Replace every "lamp post" with "lamppost" in the rows from the first line through the line with "x=265, y=343", and write out those lines again with no other changes.

___ Material for the task ___

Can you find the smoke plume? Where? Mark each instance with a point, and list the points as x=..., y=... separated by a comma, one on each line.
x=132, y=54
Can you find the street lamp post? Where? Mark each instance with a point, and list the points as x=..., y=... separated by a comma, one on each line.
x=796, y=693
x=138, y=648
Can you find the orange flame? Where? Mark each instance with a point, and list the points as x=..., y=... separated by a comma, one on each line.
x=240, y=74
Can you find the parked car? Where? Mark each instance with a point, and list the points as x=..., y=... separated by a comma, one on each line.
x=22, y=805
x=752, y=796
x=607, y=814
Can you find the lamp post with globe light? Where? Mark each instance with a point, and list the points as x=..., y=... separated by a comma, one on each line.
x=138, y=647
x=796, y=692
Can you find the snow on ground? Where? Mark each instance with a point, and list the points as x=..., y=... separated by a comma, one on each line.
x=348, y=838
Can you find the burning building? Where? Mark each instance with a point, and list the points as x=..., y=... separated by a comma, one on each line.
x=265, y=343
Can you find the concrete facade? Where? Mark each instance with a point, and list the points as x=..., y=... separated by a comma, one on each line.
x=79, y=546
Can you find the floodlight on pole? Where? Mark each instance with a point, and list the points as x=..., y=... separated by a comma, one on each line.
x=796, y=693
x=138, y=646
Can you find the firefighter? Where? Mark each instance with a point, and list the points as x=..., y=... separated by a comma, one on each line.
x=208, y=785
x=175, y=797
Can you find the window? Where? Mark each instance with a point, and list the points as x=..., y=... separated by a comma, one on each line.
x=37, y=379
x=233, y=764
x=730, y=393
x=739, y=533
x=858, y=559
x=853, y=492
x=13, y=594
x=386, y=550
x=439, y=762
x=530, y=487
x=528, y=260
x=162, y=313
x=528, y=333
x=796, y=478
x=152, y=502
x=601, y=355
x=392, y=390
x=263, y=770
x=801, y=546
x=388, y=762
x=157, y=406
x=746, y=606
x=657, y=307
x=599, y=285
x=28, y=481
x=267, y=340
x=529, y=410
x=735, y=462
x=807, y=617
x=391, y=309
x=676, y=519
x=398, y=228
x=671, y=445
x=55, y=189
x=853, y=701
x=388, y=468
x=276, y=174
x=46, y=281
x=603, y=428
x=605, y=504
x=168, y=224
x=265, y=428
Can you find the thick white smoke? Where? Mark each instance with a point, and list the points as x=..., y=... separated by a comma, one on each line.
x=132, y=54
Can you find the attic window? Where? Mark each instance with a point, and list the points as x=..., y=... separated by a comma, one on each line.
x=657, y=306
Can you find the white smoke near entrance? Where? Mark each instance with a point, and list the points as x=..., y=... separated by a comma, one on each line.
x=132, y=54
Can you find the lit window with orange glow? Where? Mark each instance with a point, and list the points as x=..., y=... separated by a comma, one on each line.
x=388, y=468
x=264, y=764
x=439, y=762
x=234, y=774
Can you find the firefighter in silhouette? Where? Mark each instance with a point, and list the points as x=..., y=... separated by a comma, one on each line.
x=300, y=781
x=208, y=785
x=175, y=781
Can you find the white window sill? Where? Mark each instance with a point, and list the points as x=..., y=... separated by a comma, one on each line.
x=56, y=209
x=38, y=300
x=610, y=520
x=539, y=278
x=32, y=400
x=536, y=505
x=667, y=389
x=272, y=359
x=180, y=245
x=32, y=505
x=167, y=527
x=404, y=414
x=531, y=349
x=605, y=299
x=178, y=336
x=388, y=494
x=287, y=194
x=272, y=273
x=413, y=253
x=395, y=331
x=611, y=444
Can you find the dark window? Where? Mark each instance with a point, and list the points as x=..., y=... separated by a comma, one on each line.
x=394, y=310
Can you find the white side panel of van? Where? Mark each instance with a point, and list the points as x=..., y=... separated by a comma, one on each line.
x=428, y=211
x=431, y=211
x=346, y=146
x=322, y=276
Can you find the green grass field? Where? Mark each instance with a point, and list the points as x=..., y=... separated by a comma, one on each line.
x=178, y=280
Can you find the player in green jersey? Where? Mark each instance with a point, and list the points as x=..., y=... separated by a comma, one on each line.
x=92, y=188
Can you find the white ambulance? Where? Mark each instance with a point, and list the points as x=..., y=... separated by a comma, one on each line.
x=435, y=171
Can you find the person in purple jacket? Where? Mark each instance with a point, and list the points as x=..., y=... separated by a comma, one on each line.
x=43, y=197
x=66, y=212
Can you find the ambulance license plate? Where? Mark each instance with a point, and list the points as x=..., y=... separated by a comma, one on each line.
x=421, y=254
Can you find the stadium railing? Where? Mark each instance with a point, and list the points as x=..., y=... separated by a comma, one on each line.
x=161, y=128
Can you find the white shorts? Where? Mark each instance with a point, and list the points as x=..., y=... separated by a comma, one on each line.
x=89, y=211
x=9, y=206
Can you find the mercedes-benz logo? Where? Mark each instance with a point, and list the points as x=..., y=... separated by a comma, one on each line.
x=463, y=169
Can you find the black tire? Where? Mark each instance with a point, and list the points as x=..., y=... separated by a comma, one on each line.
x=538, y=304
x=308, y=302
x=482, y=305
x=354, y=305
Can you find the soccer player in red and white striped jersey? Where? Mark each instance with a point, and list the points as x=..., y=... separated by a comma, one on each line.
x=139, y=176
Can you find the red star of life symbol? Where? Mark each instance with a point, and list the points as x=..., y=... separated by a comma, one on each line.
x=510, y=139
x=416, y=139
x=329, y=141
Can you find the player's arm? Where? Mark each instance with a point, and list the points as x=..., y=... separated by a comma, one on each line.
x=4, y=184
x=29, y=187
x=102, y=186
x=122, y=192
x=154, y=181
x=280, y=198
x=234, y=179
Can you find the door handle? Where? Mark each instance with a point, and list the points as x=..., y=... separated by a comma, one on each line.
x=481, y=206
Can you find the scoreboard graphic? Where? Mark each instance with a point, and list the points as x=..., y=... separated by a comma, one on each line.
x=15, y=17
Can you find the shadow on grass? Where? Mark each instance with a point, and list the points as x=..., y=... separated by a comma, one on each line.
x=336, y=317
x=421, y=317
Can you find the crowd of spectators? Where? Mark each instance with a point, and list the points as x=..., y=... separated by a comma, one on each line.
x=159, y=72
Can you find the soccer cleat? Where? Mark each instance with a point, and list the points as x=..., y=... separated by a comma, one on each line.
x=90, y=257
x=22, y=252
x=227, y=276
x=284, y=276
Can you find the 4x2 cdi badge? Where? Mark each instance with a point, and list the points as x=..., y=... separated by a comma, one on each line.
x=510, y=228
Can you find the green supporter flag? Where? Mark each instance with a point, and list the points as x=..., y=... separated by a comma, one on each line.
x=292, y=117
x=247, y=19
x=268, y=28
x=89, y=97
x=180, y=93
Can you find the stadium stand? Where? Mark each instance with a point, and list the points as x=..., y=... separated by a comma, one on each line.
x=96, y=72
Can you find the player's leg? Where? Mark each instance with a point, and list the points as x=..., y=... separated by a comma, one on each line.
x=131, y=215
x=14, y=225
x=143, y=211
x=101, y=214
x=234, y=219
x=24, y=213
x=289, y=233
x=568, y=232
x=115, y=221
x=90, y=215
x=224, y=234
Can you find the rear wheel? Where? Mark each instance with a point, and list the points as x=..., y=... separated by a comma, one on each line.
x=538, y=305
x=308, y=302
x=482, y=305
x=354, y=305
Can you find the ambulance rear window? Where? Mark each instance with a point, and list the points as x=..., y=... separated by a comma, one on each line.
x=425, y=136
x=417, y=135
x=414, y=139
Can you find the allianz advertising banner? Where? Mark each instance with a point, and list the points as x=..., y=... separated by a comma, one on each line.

___

Response below
Can you find the smoke plume? Where? Mark each instance with a point, and list the points as x=..., y=... separated by a comma, one on each line.
x=132, y=54
Can you find the street lamppost? Where? Mark each instance with a point, and list the points as x=..., y=... separated by a comma, one on each line.
x=796, y=693
x=138, y=648
Can you find the orange flame? Where? Mark each instance with a point, and list the points as x=..., y=... separated by a comma, one on each line.
x=240, y=74
Can you find the parked car? Where? Mark each instance with a point, and list the points as x=..., y=... separated by a comma, one on each line.
x=22, y=805
x=752, y=796
x=607, y=814
Can you find the lamppost with globe light? Where? Mark each instance with a point, and list the points as x=..., y=... separated by a comma, one on each line.
x=138, y=647
x=796, y=692
Can you find the snow on ground? Where? Mark each instance with a point, and list the points as x=..., y=... separated by a comma, one on each line.
x=348, y=838
Can you find the burning building? Where? Mark each instance with a point, and list the points as x=..., y=... separated by a comma, one on each line.
x=265, y=343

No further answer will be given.